Stored records

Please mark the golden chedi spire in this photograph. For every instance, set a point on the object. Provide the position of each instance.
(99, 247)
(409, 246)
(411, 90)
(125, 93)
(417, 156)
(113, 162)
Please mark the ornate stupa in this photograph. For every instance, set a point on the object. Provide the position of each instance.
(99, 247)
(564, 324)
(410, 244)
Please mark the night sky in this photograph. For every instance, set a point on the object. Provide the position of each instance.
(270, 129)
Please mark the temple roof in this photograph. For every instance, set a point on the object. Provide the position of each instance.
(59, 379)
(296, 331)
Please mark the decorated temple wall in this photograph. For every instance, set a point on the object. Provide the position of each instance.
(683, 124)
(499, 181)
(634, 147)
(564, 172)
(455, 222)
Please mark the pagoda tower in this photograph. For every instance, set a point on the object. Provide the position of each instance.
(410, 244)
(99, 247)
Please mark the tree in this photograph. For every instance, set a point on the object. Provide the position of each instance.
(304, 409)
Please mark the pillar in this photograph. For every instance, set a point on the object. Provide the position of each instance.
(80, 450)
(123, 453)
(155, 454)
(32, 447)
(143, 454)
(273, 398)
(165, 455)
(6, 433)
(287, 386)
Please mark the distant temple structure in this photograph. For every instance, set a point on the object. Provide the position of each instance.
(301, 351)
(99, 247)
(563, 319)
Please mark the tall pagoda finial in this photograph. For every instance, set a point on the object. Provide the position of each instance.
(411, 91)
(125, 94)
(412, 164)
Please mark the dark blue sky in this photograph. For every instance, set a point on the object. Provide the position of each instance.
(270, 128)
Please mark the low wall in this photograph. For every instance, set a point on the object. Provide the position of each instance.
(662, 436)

Written exercise
Reproduce every record, matching each line exactly.

The solution
Please mark the golden chedi spire in this photograph. For every instance, set a point on the object. Provide the position of each instance.
(99, 247)
(409, 246)
(411, 90)
(125, 93)
(417, 156)
(113, 162)
Please mark the ornate stupa in this photograph. For every instance, set a point on the object. Provide the position of each instance.
(99, 247)
(564, 324)
(410, 244)
Please mark the night sky in this photograph. For every instance, set a point on the object. Provide the position of each instance.
(270, 129)
Please mark the temple roof in this photograph. For every instance, set a point on the object. Provide the position of each instance.
(59, 379)
(296, 331)
Please mark the decorated temple wall in this photograph. For every instance, set a point on the object. Provide the position of each instance.
(683, 124)
(499, 181)
(634, 147)
(564, 172)
(455, 222)
Please mark the pagoda tower in this photograph. For every instance, set a point on the object. Provide the position of each instance.
(410, 244)
(99, 247)
Please mark the tree in this photograph. For every instance, set a point on the object. Provide the position of each instance.
(304, 409)
Please mark the pillar in this photograph. For every instance, set a point on the object. Provide the position of each instance.
(80, 450)
(123, 453)
(155, 454)
(32, 447)
(143, 454)
(273, 398)
(165, 455)
(6, 433)
(287, 386)
Please mark the distant temple structure in this photograph. For every instance, set a point on the object. Provide the position of each instance.
(301, 351)
(99, 247)
(563, 319)
Please mark the tall pagoda finial in this photograph. For every instance, set a point on the object. Provide the position of each instance.
(411, 91)
(125, 94)
(412, 164)
Please mark the dark blue sky in this photograph. For every instance, set a point on the object. Provide the position of each instance.
(270, 128)
Please mark the low wall in this photograph. For every instance, set a point on the object. Provide the position of each instance.
(662, 436)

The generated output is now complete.